# Port Colborne Ontario bottles



## Donas12 (Feb 24, 2021)

Thought I’d post some bottles I have from Port Colborne, located in Southern Ontario in the Niagara region.
With a long history and a  multi faceted industrial economy, it is located on Lake Erie near the Welland canal.
It has a long marine heritage.
Looking forward to seeing other bottles posted that are from this city...


----------



## Donas12 (Feb 24, 2021)

This is a 6.5 oz from Ideal Soda Water Mfg. Co.
likely a 30-40s bottle from this beehive style.


----------



## Donas12 (Feb 24, 2021)

Here’s a 6.5 oz embossed and an 11oz beehive style  acl from Crown Soda Water Mfg. Co.


----------



## Donas12 (Feb 24, 2021)

And a couple from Cronmiller Bev Co. 
A 6.5 oz embossed Ginger Ale. On the bottom RD of 1931 Dominion Glass Company Limited embossed words.
A 10 oz acl with a nice shipping port graphic.


----------



## ROBBYBOBBY64 (Feb 24, 2021)

Wow, you have such nice bottles. That's a great spot to photograph them.
ROBBYBOBBY64.


----------



## Donas12 (Feb 24, 2021)

ROBBYBOBBY64 said:


> Wow, you have such nice bottles. That's a great spot to photograph them.
> ROBBYBOBBY64.


Thanks! I struggle with lighting every time. lol


----------



## ROBBYBOBBY64 (Feb 24, 2021)

Donas12 said:


> Thanks! I struggle with lighting every time. lol


They look great in the pictures. I kind of do the same thing. Same off to the right window thing but in my hand. Great minds right.
ROBBYBOBBY64


----------



## RCO (Feb 24, 2021)

I looked thru my pictures and found one for Crown similar to yours but in a dominion glass acl bottle , never seen one in person but would of been on ebay a couple years ago


----------



## CanadianBottles (Feb 24, 2021)

I love the graphics on those Port Colborne ACLs, I've always wanted to get one but haven't come across one in person yet.  
Interesting to see that 3-digit phone number on the Crown bottle as well, only ACL soda I can think of with a phone number on the front.


----------



## RCO (Feb 25, 2021)

DATASET RECORDS –
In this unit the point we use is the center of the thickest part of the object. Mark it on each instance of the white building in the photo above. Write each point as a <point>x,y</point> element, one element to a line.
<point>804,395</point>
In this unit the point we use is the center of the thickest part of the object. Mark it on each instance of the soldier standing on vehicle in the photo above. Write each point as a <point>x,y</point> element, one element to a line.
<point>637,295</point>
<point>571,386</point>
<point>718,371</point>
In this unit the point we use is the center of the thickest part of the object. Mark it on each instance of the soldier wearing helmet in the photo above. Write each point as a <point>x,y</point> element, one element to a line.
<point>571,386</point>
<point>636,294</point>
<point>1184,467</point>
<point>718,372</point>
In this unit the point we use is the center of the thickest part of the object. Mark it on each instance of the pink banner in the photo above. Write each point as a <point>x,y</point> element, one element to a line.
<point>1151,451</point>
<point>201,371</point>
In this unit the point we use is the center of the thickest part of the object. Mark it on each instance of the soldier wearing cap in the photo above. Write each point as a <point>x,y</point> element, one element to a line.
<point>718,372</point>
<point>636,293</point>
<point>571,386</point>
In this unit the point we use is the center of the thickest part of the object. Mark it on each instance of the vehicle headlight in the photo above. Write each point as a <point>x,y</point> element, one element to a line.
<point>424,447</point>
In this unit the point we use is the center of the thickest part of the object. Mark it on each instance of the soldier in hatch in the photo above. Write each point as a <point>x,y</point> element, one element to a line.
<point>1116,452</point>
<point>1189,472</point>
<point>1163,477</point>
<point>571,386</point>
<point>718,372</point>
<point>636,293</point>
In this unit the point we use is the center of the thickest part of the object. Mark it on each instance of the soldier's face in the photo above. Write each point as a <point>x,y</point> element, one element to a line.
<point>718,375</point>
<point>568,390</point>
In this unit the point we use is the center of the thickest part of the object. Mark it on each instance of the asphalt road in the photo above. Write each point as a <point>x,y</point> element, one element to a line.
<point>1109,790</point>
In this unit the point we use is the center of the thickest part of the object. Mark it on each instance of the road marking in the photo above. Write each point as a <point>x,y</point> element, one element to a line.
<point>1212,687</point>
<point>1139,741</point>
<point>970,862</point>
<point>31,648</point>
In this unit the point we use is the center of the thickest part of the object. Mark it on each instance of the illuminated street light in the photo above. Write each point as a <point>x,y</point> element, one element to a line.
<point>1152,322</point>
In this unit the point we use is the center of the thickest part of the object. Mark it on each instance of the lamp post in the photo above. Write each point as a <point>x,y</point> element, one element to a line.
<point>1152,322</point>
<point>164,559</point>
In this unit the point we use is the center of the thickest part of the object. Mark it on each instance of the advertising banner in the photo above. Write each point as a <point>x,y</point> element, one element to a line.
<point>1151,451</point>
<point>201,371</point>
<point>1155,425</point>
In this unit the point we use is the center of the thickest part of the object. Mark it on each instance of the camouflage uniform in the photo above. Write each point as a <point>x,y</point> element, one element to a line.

REQUIRED TASK 1 – In the entries, starting at the line containing "of the soldier's" and ending at the line containing "<point>568,390</point>", write out those lines again, the request line included. Multiply each point coordinate in the answers by 1.7 and round to whole numbers, with halves rounded up, leaving the request wording unchanged.
REQUIRED TASK 2 – Proceed with the thread on Port Colborne bottles, starting after the point where it stops.

REPLY 1 –
In this unit the point we use is the center of the thickest part of the object. Mark it on each instance of the soldier's face in the photo above. Write each point as a <point>x,y</point> element, one element to a line.
<point>1221,638</point>
<point>966,663</point>

REPLY 2 –
Port Colborne is not an area that I've ever been to inperson ( although I have been to Niagara falls before ) and not an area that I've specifically looked for bottles from 

around 2015 when I was last in Niagara area I went to an antique mall in Niagara on the lake and found this bottle . not sure if I've posted it before or not ?

its for ' Chambers Beverages " port colborne , listed in book as F.S. Chambers 1929-1935 

but also has " Crown Soda Water MFG Co " embossed on bottle and " property of F.S Chambers Phone 399 , Port Colborne "


----------



## Donas12 (Feb 25, 2021)

RCO said:


> Port Colborne is not an area that I've ever been to inperson ( although I have been to Niagara falls before ) and not an area that I've specifically looked for bottles from
> 
> around 2015 when I was last in Niagara area I went to an antique mall in Niagara on the lake and found this bottle . not sure if I've posted it before or not ?
> 
> ...


Interesting. They dropped the Chambers Beverages name at some point. But with phone number staying the same must have continued on as same company.
Is it unusual to have the phone number embossed on the bottle? Haven’t seen that before...


----------



## RCO (Feb 25, 2021)

Donas12 said:


> Interesting. They dropped the Chambers Beverages name at some point. But with phone number staying the same must have continued on as same company.
> Is it unusual to have the phone number embossed on the bottle? Haven’t seen that before...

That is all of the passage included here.